→ STATED EXERCISE 1
Retype the passage of the book review below, between "Don’t ever get" and "hate spoilers. Really.", inclusive.

→ SOURCE
Il Monstro di Firenzicadillo* – or, I could kill a Florentine (review)

The Monster of Florence: A True Story
The Monster of Florence: A True Story (Photo credit: Wikipedia)

Don’t ever get arrested in Italy is the short version of this book.

The Monster of Florence by Douglas Preston and Mario Spezi was recommended by Richard Bacon on his radio programme during a discussion about the Meredith Kercher case. If you’ve been harbouring any lingering suspicions that Amanda Knox (convicted and then freed on appeal) might have been guilty, think again.

Don’t read on if you hate spoilers. Really.

Starting in 1968, a series of double murders in the hills around Florence terrified the local population. The victims were all, ahem, courting couples, and the bodies were frequently mutilated. The same gun was used in every murder, and some aspects were ritualistic. The second double killing was committed in 1974, but the police didn’t connect it to the case until much later, because it was a “chaotic” scene, in contrast to the “organised” and carefully posed scenes from later on.

A number of lead investigators and prosecutors have run the case over the years. If you’ve ever watched or read any Montalbano or Zen books, you’ll know something of how the Italian system works. It’s a bit like the French system, and the Italians have the same bizarre double police that the French have. Needless to say, their efficiency at gathering evidence and securing crime scenes leaves a lot to be desired. These guys aren’t like the CSIs you see in CSI. In fact, there’s a video of the investigation in the Kercher case that shows the police – on camera – dropping evidence on the floor, contaminating it.

There are two main theories about the Monster, although a large number of people end up being arrested and investigated. You can rot in an Italian jail for up to a year without even being charged, and there are a number of people who spend a long time in prison, lives destroyed, before being released. Some of them it’s hard to sympathise with because there is a suspicion that they do know who the killer is. But, code of silence and all that. There’s also the not-very-shocking news that the post-2001 anti-terror laws are being abused. What happened to, if you’ve done nothing wrong, you’ve got nothing to fear? Oh yeah: crock of shit, like it always has been.

The first killing, the 1968 one, is not really part of the pattern, except it serves as a model for the later ones. The time-line in the book has two earlier killings, which relate to two of the accused killers. The first Florentine killing seems to involve a group of Sicilians, who execute a woman and her lover as an act of jealous revenge on behalf of the woman’s husband, who actually confesses to the crime and serves time. The gun used in that killing, however, is used subsequently. First, in 1974 in a botched murder (the chaotic one), and then there’s a long gap before the next set of killings, in 1981.

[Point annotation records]
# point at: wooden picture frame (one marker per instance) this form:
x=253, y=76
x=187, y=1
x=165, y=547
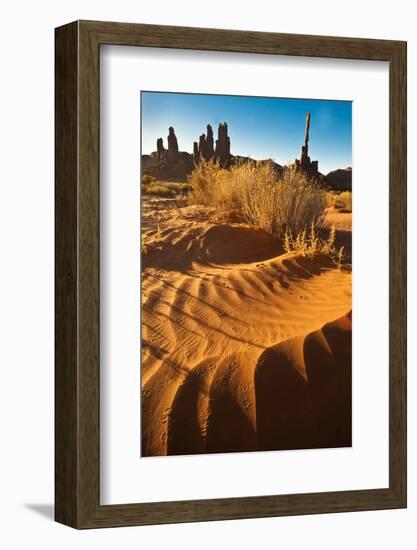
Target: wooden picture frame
x=77, y=374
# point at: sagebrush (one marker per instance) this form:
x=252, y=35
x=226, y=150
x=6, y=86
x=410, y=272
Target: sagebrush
x=256, y=194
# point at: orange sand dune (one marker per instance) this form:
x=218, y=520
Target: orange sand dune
x=244, y=347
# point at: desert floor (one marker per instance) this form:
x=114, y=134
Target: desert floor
x=244, y=347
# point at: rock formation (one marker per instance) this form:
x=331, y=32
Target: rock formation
x=340, y=180
x=160, y=151
x=310, y=168
x=172, y=155
x=202, y=146
x=222, y=152
x=196, y=155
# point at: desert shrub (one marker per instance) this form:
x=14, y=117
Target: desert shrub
x=309, y=242
x=255, y=193
x=344, y=201
x=160, y=190
x=341, y=200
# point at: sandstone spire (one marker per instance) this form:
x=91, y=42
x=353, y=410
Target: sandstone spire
x=222, y=152
x=172, y=155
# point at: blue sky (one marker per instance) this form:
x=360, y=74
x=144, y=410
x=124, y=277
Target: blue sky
x=258, y=127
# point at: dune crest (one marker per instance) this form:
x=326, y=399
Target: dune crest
x=229, y=323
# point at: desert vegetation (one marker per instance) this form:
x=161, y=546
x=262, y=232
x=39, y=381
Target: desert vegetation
x=152, y=186
x=255, y=194
x=340, y=201
x=246, y=302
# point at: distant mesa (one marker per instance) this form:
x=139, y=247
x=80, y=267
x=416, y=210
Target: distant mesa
x=172, y=164
x=309, y=167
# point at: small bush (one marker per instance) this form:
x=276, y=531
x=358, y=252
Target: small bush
x=255, y=193
x=309, y=243
x=159, y=190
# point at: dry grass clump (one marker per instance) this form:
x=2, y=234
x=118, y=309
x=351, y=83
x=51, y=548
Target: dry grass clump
x=341, y=201
x=257, y=195
x=150, y=186
x=309, y=243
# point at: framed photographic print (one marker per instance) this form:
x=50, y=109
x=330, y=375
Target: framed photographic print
x=230, y=274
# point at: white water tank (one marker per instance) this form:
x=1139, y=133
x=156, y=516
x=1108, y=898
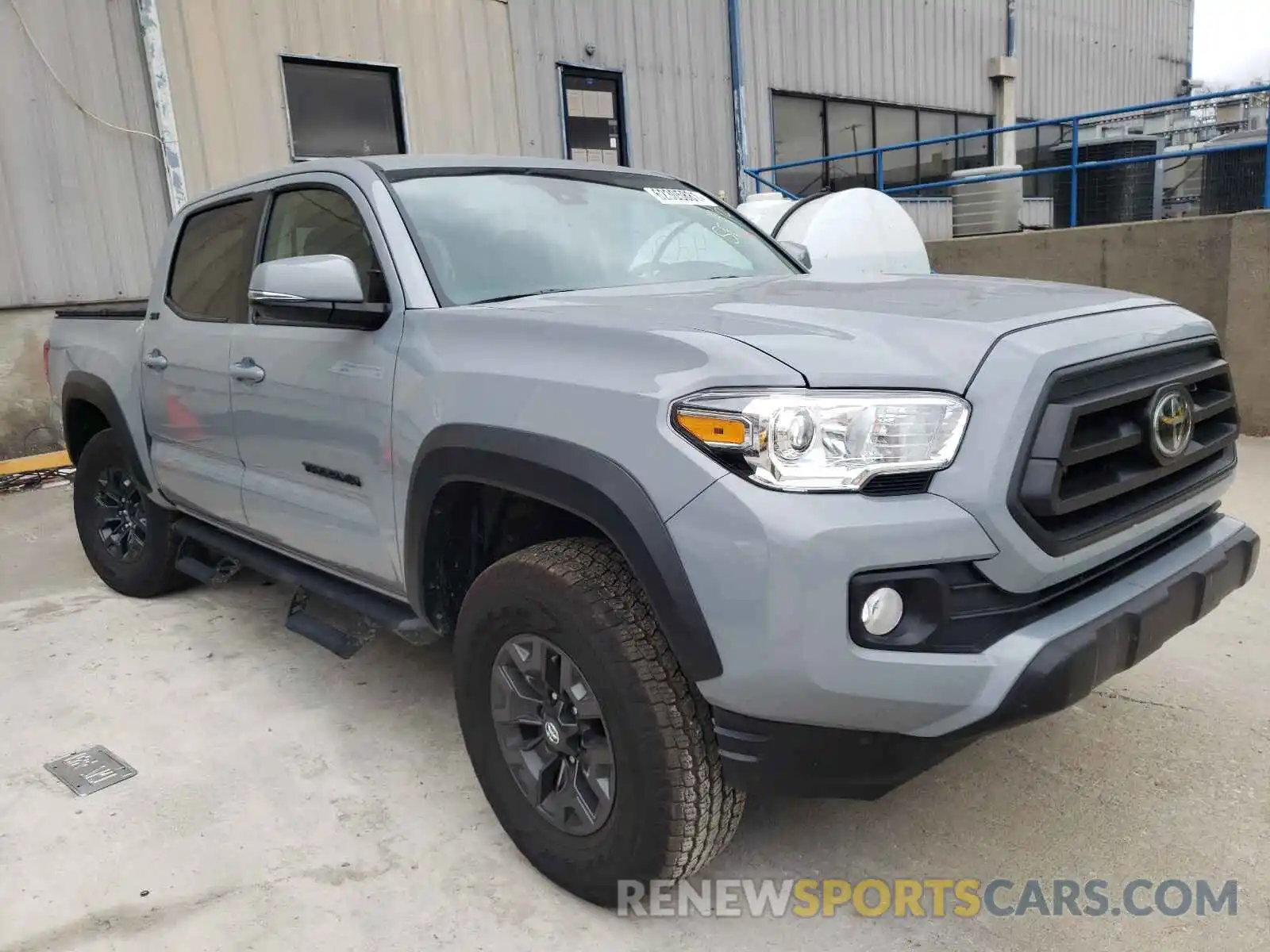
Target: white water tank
x=859, y=232
x=987, y=207
x=765, y=209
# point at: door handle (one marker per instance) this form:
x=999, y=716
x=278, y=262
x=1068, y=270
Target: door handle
x=247, y=371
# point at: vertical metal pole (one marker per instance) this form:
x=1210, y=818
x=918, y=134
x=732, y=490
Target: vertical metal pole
x=1076, y=162
x=1265, y=201
x=738, y=99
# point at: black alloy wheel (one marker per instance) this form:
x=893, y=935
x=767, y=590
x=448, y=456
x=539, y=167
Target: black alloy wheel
x=121, y=514
x=552, y=734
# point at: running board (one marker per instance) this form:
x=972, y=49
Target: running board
x=317, y=590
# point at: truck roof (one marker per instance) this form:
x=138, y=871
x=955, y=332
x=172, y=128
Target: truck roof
x=364, y=165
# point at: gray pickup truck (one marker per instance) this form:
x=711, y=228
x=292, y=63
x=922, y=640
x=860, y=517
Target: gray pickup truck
x=696, y=522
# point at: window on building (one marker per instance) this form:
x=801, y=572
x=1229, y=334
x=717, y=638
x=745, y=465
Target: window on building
x=321, y=221
x=806, y=127
x=594, y=120
x=973, y=152
x=937, y=160
x=1035, y=150
x=342, y=109
x=851, y=130
x=210, y=268
x=798, y=131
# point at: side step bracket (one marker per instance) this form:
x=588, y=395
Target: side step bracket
x=338, y=615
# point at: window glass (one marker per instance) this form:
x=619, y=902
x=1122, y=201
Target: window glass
x=850, y=131
x=210, y=268
x=495, y=236
x=975, y=152
x=341, y=109
x=897, y=126
x=798, y=126
x=314, y=221
x=937, y=160
x=594, y=117
x=1026, y=149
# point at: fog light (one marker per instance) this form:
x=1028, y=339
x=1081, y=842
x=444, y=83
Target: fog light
x=882, y=612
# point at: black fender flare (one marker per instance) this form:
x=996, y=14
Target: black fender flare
x=90, y=389
x=578, y=480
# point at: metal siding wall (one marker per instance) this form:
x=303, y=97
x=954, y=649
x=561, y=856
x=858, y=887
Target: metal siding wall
x=676, y=78
x=918, y=52
x=1086, y=55
x=455, y=59
x=1076, y=55
x=83, y=207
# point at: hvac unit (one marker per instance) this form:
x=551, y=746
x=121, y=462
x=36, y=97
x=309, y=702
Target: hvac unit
x=987, y=207
x=1235, y=181
x=1110, y=194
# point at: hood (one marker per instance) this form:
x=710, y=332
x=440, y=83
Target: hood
x=924, y=332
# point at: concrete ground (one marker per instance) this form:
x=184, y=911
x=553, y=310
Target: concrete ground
x=289, y=800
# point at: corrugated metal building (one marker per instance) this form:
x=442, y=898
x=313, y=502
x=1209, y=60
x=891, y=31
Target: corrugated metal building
x=83, y=205
x=114, y=111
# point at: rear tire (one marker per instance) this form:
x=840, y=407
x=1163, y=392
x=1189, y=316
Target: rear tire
x=126, y=536
x=670, y=810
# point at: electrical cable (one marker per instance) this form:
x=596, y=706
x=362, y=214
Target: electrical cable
x=65, y=88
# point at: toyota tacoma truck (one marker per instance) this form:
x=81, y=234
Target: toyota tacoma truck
x=696, y=522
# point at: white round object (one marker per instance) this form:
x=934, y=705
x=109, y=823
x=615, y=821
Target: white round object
x=764, y=209
x=882, y=612
x=856, y=232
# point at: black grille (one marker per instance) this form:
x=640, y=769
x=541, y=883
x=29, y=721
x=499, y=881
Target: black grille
x=1089, y=467
x=899, y=484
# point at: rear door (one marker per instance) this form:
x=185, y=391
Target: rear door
x=186, y=357
x=314, y=428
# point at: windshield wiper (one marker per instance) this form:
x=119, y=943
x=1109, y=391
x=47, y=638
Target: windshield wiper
x=520, y=294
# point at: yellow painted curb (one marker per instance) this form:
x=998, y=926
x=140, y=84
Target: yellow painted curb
x=35, y=463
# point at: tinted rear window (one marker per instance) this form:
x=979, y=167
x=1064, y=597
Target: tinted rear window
x=210, y=270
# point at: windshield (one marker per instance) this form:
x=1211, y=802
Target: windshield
x=493, y=236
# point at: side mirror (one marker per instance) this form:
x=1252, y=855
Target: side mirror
x=798, y=253
x=314, y=290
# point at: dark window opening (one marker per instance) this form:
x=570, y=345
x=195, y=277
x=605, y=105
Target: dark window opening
x=342, y=109
x=594, y=116
x=810, y=126
x=210, y=267
x=1035, y=150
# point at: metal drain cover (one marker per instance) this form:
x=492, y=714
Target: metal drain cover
x=89, y=771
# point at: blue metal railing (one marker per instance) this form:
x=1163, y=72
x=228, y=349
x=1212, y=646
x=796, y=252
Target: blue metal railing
x=1073, y=167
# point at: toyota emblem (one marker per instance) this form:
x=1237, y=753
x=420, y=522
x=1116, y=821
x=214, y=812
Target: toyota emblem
x=1172, y=422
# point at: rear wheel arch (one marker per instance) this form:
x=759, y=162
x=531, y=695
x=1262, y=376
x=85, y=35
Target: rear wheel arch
x=578, y=492
x=88, y=408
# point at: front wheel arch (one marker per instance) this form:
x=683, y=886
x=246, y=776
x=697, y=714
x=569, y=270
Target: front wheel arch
x=577, y=482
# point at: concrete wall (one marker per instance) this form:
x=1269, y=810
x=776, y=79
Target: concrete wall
x=1218, y=267
x=29, y=423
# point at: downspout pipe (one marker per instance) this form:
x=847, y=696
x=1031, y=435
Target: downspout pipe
x=738, y=97
x=160, y=97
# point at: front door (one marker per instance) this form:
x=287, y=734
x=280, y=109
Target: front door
x=313, y=409
x=186, y=359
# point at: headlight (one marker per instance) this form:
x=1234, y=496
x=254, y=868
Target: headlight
x=827, y=441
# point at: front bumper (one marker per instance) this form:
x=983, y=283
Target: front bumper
x=810, y=761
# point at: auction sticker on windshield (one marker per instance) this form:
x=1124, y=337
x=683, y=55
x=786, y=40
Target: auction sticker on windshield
x=679, y=196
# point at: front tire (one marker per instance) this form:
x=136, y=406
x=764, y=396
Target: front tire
x=126, y=536
x=605, y=710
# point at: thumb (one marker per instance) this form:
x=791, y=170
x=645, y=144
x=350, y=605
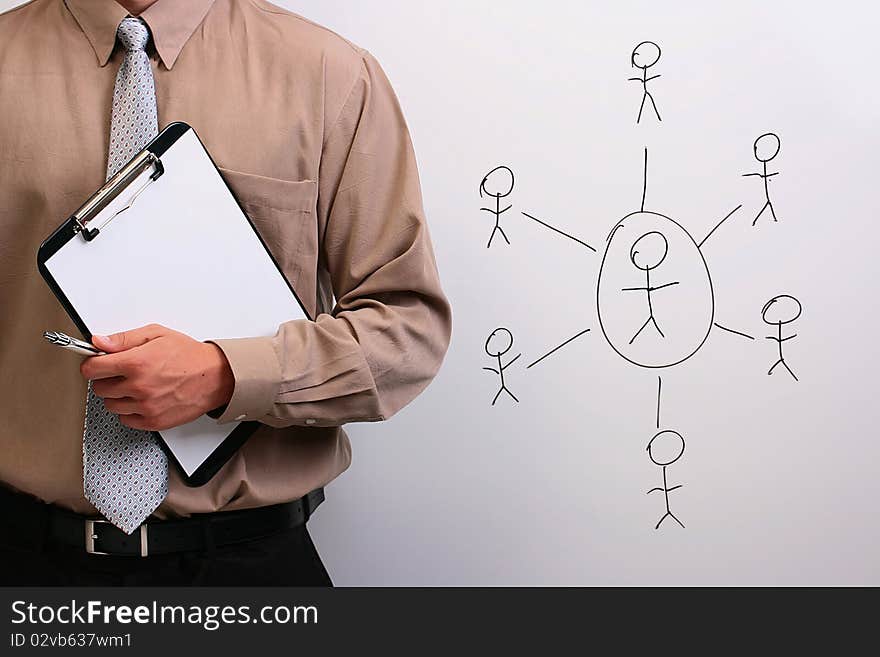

→ STATED EXERCISE 2
In the records above, repeat the lines between the line holding "# point at: gray" and the line holding "x=578, y=480", inclusive.

→ FINISHED ANSWER 1
Don’t ever get arrested in Italy is the short version of this book.

The Monster of Florence by Douglas Preston and Mario Spezi was recommended by Richard Bacon on his radio programme during a discussion about the Meredith Kercher case. If you’ve been harbouring any lingering suspicions that Amanda Knox (convicted and then freed on appeal) might have been guilty, think again.

Don’t read on if you hate spoilers. Really.

→ FINISHED ANSWER 2
# point at: gray pickup truck (one marker per instance) this form:
x=711, y=228
x=292, y=63
x=922, y=640
x=860, y=517
Target: gray pickup truck
x=696, y=522
# point at: window on building (one marker per instance) this form:
x=801, y=572
x=1229, y=334
x=717, y=638
x=745, y=465
Target: window on building
x=321, y=221
x=806, y=127
x=594, y=120
x=973, y=152
x=937, y=160
x=1035, y=150
x=342, y=109
x=851, y=130
x=210, y=268
x=798, y=131
# point at: side step bracket (one marker per instance) this form:
x=588, y=395
Target: side step bracket
x=338, y=615
# point at: window glass (one marker per instance) this form:
x=619, y=902
x=1122, y=201
Target: window glass
x=850, y=131
x=210, y=268
x=495, y=236
x=975, y=152
x=341, y=109
x=897, y=126
x=798, y=126
x=314, y=221
x=937, y=160
x=594, y=117
x=1026, y=149
# point at: fog light (one marker per instance) this form:
x=1028, y=339
x=1081, y=842
x=444, y=83
Target: fog light
x=882, y=612
# point at: black fender flare (one marker per instance) this form:
x=996, y=14
Target: black fender flare
x=90, y=389
x=578, y=480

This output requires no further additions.